◆ Short task
Locate every line in the material below that contains the string "Query", and copy each of those lines in full.

>> Start Exercise material

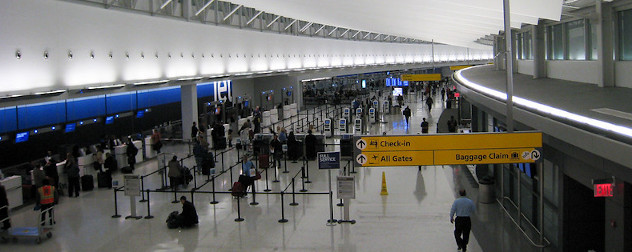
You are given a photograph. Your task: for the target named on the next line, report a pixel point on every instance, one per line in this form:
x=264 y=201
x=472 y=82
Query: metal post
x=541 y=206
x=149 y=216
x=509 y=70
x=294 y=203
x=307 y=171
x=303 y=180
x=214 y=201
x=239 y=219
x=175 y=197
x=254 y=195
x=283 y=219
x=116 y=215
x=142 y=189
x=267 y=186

>> End Exercise material
>> Start Exercise material

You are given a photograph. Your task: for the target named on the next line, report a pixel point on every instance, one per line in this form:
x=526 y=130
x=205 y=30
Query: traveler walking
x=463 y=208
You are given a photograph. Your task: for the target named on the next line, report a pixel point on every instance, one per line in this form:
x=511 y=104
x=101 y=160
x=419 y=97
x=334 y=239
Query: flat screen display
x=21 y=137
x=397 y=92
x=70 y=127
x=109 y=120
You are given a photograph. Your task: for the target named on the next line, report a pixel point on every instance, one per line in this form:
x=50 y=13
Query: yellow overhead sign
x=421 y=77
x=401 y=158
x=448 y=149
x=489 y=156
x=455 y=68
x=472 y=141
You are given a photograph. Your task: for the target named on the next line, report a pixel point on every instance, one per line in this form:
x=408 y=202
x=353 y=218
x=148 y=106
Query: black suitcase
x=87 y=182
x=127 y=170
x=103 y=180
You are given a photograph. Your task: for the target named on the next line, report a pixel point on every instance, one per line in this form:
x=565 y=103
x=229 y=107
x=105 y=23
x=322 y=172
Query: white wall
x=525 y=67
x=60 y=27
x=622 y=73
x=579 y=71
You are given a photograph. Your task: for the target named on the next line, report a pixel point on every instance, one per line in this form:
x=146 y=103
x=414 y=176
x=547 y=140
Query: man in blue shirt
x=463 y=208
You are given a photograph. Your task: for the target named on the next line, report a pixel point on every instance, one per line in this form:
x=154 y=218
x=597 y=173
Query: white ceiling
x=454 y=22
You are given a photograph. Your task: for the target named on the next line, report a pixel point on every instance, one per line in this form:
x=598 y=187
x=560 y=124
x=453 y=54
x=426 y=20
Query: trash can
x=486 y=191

>> End Exercise material

◆ Expected answer
Query: metal post
Query: traveler walking
Query: flat screen display
Query: yellow overhead sign
Query: black suitcase
Query: white wall
Query: man in blue shirt
Query: white ceiling
Query: trash can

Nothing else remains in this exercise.